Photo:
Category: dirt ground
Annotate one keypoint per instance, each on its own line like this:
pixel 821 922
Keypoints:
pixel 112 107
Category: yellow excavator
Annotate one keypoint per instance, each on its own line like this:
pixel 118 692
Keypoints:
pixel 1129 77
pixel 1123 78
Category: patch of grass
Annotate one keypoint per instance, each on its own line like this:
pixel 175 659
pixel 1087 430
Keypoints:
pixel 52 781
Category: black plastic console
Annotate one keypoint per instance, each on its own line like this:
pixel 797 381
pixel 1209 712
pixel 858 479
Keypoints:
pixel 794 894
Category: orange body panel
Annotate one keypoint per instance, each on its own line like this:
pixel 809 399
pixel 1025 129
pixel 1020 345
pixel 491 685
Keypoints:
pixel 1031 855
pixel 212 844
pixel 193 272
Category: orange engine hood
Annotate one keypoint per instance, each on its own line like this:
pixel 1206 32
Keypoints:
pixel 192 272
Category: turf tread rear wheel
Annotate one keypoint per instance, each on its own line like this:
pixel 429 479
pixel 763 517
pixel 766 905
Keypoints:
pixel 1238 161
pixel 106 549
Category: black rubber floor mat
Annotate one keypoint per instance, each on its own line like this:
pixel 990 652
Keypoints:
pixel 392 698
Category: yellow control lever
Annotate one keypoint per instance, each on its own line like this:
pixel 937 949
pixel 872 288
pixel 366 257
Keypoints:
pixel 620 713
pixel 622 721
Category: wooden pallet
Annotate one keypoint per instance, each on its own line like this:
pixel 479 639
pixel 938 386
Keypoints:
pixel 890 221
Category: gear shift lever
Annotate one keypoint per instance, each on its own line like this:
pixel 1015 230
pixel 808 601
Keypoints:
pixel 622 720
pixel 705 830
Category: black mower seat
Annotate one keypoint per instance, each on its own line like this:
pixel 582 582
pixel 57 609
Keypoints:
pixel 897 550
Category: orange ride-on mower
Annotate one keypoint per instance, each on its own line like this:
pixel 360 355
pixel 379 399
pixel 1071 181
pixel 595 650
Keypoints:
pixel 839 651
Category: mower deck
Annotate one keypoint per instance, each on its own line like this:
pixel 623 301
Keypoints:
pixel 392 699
· · · · · · ·
-- EXERCISE --
Lay out the records as a numbered list, from their first line through the line containing "pixel 106 549", and leave out any blank lines.

-- EXERCISE SOLUTION --
1. Photo:
2. Category: dirt ground
3. Annotate one keypoint per instance, each on its own line like this:
4. pixel 821 922
5. Keypoints:
6. pixel 112 107
7. Category: yellow excavator
8. Annotate one keypoint per instance, each on its own line like this:
9. pixel 118 692
10. Keypoints:
11. pixel 1129 77
12. pixel 1123 78
13. Category: patch of grass
14. Annotate one keypoint per instance, each on its own line like this:
15. pixel 175 659
16. pixel 1087 430
17. Keypoints:
18. pixel 52 781
19. Category: black plastic console
20. Annotate one keypoint per instance, each on its own line like this:
21. pixel 797 381
22. pixel 1209 712
23. pixel 858 479
24. Keypoints:
25. pixel 794 894
26. Category: orange body panel
27. Annotate one keypoint per instance, each on its own line like this:
28. pixel 809 399
29. pixel 1025 129
30. pixel 1020 345
31. pixel 491 685
32. Keypoints:
33. pixel 1031 855
34. pixel 212 844
35. pixel 193 272
36. Category: orange engine hood
37. Annotate one keypoint per instance, each on its own line like this:
38. pixel 1206 32
39. Keypoints:
40. pixel 192 272
41. Category: turf tread rear wheel
42. Annotate one keypoint per instance, each on its own line like this:
43. pixel 429 479
44. pixel 763 517
45. pixel 766 905
46. Keypoints:
47. pixel 1238 161
48. pixel 106 549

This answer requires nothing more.